### Problem to work on
Each line of the data below that holds the word "garage" is to be reported in full.
Data for the task Start Marker
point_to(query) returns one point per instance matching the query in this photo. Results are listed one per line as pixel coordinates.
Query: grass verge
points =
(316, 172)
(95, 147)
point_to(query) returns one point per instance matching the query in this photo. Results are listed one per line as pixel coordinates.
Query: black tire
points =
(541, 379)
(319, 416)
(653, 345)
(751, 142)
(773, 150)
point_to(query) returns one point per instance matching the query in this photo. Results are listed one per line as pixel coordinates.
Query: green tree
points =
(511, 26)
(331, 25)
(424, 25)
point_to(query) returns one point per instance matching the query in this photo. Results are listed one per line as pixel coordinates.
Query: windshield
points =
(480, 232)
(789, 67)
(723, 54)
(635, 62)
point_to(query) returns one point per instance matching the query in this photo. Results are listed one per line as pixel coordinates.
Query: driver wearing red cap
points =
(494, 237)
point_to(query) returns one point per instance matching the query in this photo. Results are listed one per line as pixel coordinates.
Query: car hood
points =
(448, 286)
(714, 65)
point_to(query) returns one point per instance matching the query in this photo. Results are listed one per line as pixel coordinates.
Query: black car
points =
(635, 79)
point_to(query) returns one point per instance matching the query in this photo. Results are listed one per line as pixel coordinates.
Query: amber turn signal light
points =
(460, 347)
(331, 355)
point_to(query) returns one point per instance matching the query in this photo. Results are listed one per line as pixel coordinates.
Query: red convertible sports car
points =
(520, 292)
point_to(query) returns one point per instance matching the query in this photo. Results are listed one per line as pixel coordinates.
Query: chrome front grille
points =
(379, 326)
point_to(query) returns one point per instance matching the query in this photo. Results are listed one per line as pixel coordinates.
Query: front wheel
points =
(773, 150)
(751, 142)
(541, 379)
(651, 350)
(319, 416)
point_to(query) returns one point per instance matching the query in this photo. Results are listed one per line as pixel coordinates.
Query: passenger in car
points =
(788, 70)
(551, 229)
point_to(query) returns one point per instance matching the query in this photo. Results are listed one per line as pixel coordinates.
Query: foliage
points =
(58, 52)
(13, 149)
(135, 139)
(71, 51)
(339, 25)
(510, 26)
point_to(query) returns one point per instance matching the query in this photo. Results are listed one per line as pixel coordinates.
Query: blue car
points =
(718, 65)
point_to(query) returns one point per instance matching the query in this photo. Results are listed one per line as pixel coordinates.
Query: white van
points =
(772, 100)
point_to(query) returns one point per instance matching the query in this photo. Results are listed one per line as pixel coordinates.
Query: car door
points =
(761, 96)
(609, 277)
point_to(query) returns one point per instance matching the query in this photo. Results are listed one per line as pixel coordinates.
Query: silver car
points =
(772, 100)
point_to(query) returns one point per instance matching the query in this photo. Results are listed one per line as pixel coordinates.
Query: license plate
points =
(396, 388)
Data for the task End Marker
Data for the task Start Marker
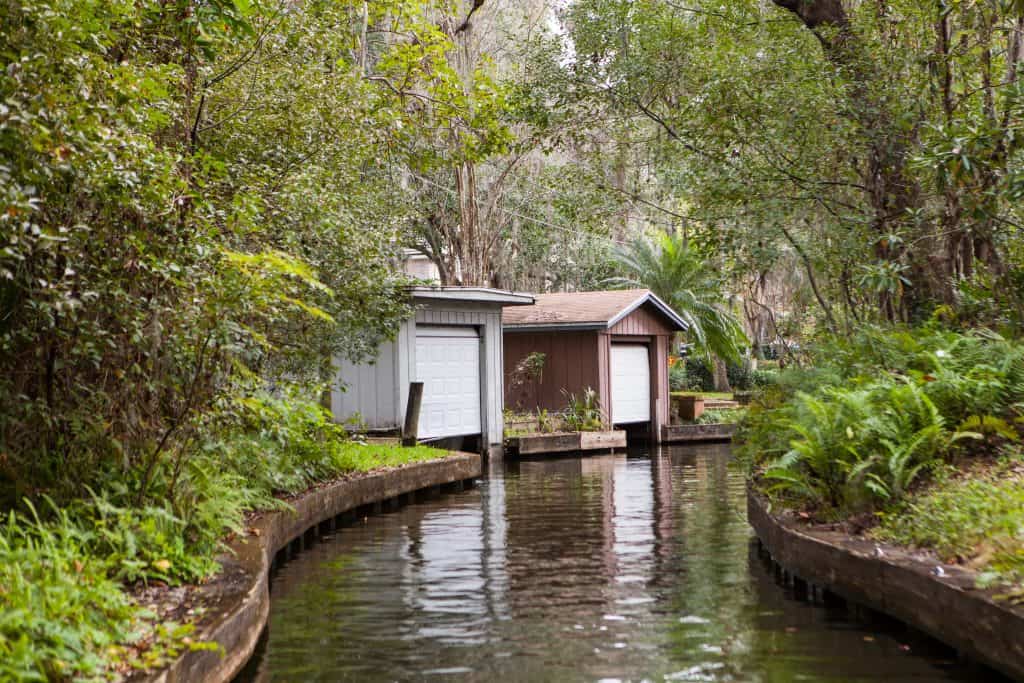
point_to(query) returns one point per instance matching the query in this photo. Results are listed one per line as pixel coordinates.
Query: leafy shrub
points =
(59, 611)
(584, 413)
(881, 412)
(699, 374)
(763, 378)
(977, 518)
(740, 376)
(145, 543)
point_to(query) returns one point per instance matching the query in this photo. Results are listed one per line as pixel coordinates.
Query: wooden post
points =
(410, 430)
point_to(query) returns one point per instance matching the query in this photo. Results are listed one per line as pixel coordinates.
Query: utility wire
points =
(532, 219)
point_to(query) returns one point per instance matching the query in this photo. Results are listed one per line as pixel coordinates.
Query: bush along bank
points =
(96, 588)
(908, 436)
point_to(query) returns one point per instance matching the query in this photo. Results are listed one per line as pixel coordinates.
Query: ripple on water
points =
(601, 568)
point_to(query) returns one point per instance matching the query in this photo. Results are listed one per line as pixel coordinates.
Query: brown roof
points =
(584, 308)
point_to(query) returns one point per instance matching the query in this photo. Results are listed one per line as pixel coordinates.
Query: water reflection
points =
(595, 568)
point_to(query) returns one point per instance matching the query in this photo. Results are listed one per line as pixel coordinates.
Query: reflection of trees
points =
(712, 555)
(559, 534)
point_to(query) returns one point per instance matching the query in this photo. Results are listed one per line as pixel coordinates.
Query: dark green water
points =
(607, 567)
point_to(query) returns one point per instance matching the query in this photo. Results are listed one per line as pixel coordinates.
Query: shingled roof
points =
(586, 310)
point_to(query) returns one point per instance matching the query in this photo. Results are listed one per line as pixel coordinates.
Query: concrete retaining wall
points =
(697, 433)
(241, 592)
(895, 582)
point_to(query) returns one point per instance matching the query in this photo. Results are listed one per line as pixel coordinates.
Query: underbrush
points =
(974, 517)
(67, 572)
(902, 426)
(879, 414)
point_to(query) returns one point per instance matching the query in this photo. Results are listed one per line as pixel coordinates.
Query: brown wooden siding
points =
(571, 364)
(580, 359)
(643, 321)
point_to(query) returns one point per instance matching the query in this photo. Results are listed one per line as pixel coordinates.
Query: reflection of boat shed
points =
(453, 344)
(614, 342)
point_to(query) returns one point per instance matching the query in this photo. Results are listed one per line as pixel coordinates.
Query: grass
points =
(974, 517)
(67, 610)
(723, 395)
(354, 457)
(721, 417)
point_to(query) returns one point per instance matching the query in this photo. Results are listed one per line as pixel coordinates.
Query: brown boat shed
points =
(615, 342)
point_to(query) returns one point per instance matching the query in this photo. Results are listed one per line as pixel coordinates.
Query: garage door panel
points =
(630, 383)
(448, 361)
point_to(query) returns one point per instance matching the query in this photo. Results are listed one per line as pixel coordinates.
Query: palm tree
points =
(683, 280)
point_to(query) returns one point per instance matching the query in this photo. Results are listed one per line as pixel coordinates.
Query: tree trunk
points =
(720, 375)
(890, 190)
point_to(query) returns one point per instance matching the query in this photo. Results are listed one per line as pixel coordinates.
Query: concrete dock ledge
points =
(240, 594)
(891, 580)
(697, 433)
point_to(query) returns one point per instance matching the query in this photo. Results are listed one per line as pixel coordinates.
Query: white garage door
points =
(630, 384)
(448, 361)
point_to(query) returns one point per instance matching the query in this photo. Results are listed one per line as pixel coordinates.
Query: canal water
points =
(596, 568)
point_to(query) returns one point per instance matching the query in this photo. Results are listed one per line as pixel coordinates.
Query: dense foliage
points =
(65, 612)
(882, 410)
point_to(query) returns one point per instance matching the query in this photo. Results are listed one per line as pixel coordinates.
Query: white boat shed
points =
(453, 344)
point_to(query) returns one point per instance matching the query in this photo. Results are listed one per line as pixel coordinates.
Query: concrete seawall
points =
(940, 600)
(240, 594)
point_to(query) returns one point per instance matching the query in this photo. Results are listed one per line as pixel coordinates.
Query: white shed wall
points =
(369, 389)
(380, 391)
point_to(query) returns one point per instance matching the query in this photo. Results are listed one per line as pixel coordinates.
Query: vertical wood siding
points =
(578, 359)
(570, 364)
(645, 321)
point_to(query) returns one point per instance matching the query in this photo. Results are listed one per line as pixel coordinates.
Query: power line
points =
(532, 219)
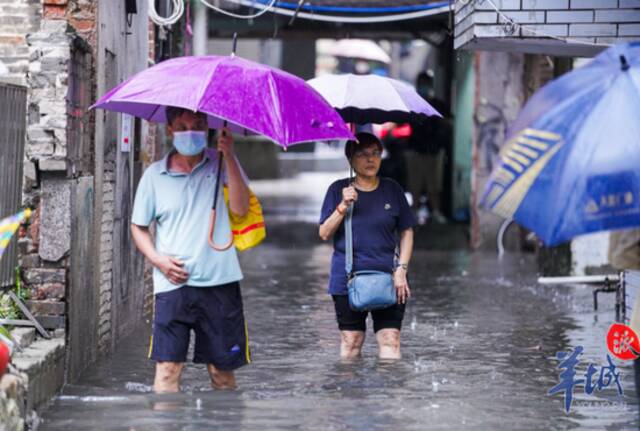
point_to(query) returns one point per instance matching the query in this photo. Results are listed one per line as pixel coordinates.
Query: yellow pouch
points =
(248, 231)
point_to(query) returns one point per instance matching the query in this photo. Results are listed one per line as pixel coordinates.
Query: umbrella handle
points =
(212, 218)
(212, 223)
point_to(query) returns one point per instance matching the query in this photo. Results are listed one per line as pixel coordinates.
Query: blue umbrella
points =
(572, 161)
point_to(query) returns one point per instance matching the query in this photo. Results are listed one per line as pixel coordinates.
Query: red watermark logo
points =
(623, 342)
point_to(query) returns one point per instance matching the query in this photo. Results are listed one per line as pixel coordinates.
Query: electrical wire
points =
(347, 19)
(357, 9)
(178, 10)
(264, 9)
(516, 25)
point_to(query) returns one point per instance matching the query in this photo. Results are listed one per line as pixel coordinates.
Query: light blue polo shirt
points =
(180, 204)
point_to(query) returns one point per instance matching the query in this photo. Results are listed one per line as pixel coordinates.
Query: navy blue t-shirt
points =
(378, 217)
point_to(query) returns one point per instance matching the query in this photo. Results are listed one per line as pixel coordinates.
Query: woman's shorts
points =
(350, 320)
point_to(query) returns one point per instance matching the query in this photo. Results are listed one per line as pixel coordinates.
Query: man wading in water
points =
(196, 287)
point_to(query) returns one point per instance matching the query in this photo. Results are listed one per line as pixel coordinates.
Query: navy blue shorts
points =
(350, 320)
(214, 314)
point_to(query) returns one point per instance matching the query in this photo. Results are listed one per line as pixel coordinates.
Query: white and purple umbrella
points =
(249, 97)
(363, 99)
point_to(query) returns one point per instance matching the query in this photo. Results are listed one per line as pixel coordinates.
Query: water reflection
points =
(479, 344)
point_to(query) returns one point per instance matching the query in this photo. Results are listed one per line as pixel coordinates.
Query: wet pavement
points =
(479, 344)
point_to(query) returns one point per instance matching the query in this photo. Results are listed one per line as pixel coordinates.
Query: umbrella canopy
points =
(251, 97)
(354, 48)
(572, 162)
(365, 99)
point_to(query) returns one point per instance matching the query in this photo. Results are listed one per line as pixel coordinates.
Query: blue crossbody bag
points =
Data for the task End Marker
Data for the task Start Marker
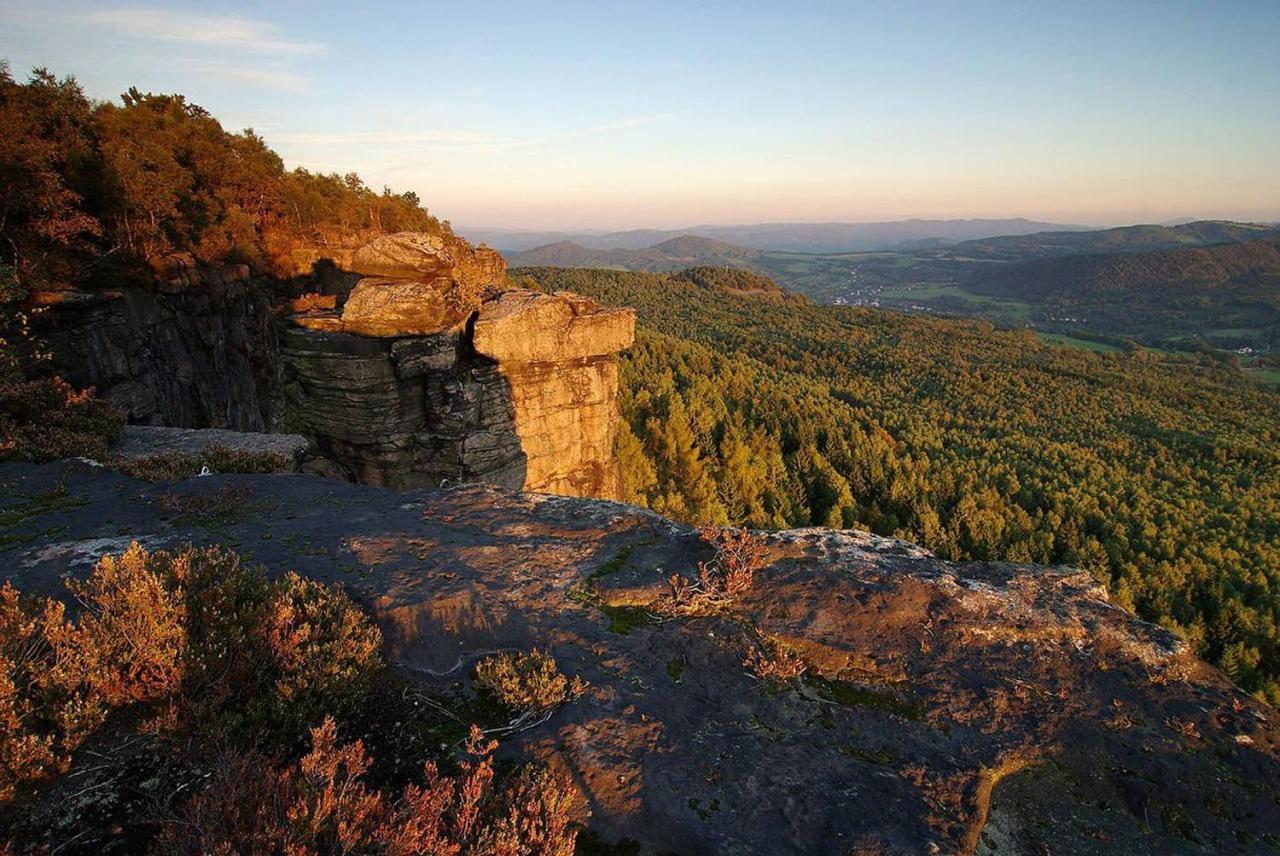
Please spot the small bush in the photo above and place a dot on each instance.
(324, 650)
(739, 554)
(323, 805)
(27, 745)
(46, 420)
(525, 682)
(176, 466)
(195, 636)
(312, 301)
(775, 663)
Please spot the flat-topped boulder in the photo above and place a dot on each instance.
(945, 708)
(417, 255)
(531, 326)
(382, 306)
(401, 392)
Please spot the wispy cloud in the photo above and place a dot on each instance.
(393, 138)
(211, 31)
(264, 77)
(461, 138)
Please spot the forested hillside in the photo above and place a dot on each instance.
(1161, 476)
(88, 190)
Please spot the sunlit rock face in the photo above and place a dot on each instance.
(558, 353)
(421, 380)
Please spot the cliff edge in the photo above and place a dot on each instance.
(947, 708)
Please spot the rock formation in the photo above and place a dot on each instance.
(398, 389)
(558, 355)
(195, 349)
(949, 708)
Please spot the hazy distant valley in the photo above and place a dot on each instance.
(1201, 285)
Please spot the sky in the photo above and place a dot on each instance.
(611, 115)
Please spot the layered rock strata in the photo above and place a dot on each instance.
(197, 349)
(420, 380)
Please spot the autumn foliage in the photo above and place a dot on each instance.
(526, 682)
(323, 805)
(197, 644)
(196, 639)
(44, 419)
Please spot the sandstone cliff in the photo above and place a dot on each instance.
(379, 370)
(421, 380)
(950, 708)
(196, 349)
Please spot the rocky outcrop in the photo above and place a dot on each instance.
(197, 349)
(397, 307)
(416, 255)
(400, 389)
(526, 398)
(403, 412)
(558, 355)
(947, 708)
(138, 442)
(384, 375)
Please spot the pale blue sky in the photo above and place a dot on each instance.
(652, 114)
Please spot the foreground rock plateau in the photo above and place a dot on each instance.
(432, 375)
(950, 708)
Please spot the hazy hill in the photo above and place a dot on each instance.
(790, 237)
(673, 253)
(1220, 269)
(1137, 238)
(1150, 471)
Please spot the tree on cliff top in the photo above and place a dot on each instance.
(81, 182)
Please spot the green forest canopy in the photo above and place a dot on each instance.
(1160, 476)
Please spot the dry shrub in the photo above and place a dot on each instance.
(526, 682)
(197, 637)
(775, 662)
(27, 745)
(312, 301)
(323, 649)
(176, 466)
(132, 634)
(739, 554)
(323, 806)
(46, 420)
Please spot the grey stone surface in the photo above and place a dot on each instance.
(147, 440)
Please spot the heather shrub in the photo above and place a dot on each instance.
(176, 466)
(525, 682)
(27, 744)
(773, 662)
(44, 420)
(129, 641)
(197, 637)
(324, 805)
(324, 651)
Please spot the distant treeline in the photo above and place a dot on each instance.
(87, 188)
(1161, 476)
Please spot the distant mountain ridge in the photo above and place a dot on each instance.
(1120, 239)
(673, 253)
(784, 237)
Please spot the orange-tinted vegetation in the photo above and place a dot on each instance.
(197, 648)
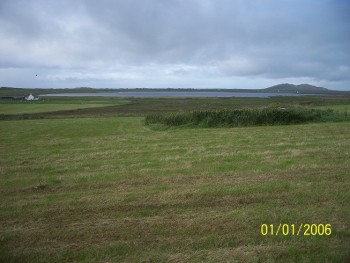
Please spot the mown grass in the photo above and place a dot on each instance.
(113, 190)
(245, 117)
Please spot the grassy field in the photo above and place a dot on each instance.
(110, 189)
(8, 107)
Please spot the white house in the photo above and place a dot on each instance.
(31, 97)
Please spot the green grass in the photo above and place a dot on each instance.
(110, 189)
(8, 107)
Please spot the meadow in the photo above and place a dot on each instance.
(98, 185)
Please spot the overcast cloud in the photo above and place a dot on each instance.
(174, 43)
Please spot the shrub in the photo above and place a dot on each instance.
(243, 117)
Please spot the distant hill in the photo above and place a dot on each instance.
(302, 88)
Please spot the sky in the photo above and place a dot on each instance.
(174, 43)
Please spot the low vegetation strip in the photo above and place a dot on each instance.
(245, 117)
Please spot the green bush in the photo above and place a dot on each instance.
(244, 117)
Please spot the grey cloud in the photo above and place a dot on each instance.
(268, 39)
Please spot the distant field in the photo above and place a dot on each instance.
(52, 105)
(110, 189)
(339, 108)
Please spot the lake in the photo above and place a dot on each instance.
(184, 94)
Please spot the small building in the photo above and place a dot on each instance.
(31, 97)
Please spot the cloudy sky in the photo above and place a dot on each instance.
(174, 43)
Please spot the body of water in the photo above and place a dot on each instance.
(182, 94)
Data for the task End Marker
### Result of the exercise
Query: garage door panel
Query: white garage door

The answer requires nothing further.